Orientações do exercício:
Reproduza sem nenhuma alteração a parte do texto sobre a audiência de custódia que começa em "Ressalta-se que ambos" e vai até "nosso ordenamento jurídico.", com essas duas passagens incluídas.

O seu defensor também terá a oportunidade de se manifestar, fazendo os questionamentos sobre a situação da prisão, vale lembrar que é vedada as perguntas referentes ao suposto crime, devendo o juiz indeferir todos os questionamentos dessa natureza.
Ao decidir, o juiz poderá homologar o flagrante e converter a prisão em preventiva, bem como não homologar e converter a prisão em preventiva a pedido do Ministério Público. Se for constatado qualquer violação de direitos fundamentais, o juiz deverá encaminhar cópias de expediente para o órgão competente para apurar o fato.
O segundo rito procedimental da audiência de custódia trata da prisão decorrente de mandado. Ela ocorrerá nos mesmos moldes da prisão em flagrante, a diferença é que já existe uma prisão decretada e esta não poderá ser revogada pelo juiz que preside a audiência de custódia.
Ressalta-se que ambos os ritos procedimentais da audiência de custódia, encontram-se em perfeita consonância com a Resolução 215/2015 do Conselho Nacional de Justiça.
Em relação às finalidades da audiência de custódia, podemos elucidar algumas que claramente fazem parte deste mandamento normativo, como:
1) A unificação e ajuste do processo penal brasileiro, aos tratados, convenções e pactos internacionais de direitos humanos, em consonância com o processo penal democrático visando a convencionalidade. Vale lembrar que até o advento da Lei nº 13.964/2019 não havia previsão legal em nosso ordenamento jurídico.
2) Houve a superação da barreira do papel, trazendo a pessoa ao encontro da autoridade judicial, deixando de lado a frieza do envio do auto de prisão em flagrante conforme aduz o art. 306 do CPP:
Art. 306. A prisão de qualquer pessoa e o local onde se encontre serão comunicados imediatamente ao juiz competente, ao Ministério Público e à família do preso ou à pessoa por ele indicada.
§ 1o Em até 24 (vinte e quatro) horas após a realização da prisão, será encaminhado ao juiz competente o auto de prisão em flagrante e, caso o autuado não informe o nome de seu advogado, cópia integral para a Defensoria Pública.
§ 2o No mesmo prazo, será entregue ao preso, mediante recibo, a nota de culpa, assinada pela autoridade, com o motivo da prisão, o nome do condutor e os das testemunhas. (CÓDIGO DE PROCESSO PENAL – DECRETO-LEI Nº 3.689/1941)
3) Assegurou a rápida análise da situação jurídica da prisão, para evitar o ingresso prematuro de pessoas no sistema prisional, tendo em vista que muitas vezes não há a necessidade da prisão, pois existe a possibilidade da pessoa responder em liberdade.

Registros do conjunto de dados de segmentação
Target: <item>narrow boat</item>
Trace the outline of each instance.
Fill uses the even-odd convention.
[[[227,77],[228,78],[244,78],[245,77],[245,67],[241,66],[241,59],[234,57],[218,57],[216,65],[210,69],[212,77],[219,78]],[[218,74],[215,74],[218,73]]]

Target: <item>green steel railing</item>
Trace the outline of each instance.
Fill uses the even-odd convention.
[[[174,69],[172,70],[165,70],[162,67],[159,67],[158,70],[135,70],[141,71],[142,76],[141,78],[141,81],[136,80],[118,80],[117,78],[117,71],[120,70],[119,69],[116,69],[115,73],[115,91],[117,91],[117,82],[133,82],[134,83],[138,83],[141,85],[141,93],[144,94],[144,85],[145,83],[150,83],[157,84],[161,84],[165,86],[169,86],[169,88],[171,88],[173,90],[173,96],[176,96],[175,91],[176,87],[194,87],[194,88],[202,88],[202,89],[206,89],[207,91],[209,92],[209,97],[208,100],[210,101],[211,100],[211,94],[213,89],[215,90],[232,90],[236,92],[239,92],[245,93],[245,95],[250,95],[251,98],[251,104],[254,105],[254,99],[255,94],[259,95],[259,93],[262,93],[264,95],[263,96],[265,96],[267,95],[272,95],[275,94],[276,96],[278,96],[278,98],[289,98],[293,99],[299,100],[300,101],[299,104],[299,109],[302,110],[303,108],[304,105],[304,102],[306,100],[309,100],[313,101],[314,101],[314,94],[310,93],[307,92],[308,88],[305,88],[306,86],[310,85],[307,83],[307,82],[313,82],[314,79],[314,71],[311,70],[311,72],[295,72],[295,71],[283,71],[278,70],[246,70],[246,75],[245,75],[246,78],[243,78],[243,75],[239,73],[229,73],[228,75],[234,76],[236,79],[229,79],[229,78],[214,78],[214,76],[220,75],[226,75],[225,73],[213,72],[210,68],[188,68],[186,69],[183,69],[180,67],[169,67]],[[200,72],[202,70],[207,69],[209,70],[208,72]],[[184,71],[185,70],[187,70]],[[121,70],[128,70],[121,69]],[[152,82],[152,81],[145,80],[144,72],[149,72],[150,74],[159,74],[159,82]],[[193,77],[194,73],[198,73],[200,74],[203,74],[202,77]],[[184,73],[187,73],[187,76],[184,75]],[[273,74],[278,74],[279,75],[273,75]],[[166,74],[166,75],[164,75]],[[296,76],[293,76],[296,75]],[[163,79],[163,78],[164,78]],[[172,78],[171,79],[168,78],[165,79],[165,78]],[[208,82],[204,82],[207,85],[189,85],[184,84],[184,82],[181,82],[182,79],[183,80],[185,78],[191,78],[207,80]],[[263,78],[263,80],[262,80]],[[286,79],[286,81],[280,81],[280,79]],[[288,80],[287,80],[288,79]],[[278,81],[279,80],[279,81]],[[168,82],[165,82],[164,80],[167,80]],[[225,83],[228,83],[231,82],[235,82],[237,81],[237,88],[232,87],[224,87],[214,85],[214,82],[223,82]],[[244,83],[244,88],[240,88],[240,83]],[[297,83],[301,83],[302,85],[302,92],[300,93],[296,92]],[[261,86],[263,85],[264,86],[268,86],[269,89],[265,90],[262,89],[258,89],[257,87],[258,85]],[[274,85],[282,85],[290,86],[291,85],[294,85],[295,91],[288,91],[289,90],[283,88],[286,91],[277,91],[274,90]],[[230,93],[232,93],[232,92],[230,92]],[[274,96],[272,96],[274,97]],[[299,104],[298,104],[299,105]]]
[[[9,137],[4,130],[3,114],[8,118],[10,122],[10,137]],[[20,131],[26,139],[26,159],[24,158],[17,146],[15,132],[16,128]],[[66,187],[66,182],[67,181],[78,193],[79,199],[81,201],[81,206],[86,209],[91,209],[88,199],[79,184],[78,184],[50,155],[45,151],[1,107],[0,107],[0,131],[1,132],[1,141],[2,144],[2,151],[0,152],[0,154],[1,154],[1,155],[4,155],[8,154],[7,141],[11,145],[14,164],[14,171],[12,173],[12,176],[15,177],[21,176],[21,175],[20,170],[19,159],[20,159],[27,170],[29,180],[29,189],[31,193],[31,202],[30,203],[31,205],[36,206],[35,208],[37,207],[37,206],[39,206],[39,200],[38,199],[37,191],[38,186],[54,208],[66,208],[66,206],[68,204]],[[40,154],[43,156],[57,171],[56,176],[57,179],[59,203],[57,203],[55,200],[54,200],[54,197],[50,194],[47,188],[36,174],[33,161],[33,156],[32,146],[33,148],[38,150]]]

Resultado da tarefa:
Ressalta-se que ambos os ritos procedimentais da audiência de custódia, encontram-se em perfeita consonância com a Resolução 215/2015 do Conselho Nacional de Justiça.
Em relação às finalidades da audiência de custódia, podemos elucidar algumas que claramente fazem parte deste mandamento normativo, como:
1) A unificação e ajuste do processo penal brasileiro, aos tratados, convenções e pactos internacionais de direitos humanos, em consonância com o processo penal democrático visando a convencionalidade. Vale lembrar que até o advento da Lei nº 13.964/2019 não havia previsão legal em nosso ordenamento jurídico.